» **ACTION ITEM**: Note each line of the listing that contains the string "child", and copy it.

» **ENTRIES SHOWN**:
⟨
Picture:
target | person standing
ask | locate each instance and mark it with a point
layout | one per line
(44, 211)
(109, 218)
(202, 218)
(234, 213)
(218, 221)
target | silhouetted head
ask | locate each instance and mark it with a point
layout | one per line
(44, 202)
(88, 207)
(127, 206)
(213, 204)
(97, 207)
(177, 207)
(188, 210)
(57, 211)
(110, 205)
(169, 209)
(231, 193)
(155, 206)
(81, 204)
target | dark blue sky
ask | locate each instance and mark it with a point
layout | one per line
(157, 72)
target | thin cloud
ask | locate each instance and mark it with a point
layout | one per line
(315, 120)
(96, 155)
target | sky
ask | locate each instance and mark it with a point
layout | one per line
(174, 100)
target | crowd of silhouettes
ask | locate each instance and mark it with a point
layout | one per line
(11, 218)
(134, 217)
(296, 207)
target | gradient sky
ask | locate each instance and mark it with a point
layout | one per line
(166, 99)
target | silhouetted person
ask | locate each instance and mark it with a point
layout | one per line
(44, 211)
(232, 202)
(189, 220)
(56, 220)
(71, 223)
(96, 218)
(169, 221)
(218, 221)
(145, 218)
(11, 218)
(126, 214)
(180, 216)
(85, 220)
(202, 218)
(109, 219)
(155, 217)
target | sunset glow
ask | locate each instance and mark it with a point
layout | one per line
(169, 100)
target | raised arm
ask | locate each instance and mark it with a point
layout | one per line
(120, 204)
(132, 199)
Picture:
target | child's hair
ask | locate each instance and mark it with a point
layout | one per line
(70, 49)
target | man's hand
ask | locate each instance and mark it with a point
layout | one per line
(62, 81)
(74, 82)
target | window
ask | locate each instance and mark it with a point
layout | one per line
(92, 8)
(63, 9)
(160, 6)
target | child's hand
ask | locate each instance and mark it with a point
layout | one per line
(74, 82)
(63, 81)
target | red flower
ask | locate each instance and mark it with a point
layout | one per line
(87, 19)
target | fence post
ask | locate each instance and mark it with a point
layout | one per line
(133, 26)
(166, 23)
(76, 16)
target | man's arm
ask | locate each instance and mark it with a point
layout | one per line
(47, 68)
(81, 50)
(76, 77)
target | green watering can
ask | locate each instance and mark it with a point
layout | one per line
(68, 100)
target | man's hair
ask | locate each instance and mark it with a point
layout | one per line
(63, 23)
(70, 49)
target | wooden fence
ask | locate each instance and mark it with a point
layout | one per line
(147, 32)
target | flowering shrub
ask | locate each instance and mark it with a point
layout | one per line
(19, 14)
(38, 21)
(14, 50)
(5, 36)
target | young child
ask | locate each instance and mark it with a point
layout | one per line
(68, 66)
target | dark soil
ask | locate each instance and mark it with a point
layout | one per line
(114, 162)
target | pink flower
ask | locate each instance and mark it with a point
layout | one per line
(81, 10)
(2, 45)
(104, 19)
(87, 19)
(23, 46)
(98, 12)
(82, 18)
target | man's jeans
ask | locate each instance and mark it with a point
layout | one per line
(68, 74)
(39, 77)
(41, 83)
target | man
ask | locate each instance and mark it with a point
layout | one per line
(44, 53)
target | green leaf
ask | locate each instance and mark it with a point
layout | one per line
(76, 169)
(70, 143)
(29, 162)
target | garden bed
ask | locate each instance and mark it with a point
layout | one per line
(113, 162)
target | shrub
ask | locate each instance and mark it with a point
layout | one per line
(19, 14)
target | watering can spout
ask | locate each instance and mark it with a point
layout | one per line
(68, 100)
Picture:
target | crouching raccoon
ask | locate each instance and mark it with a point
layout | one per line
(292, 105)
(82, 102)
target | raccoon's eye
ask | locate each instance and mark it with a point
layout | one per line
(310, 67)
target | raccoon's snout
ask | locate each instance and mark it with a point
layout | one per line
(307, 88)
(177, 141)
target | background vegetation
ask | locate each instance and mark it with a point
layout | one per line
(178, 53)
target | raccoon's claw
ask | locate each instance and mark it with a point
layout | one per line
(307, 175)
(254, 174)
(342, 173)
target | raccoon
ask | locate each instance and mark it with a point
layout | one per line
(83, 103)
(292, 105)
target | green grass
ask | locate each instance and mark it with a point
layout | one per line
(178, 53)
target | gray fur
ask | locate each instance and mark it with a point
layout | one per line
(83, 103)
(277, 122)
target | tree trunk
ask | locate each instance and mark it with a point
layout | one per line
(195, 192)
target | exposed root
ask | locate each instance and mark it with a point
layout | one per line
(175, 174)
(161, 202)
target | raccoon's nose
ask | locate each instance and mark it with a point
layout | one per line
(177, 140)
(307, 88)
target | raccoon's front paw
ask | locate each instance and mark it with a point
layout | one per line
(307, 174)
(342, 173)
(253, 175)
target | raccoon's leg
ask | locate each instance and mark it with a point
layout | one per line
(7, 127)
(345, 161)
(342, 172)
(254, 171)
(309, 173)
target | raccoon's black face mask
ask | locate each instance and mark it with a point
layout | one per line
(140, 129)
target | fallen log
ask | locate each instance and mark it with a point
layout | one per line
⟩
» **SOLUTION FOR THIS EXERCISE**:
target | child's hair
target | child's hand
target | young child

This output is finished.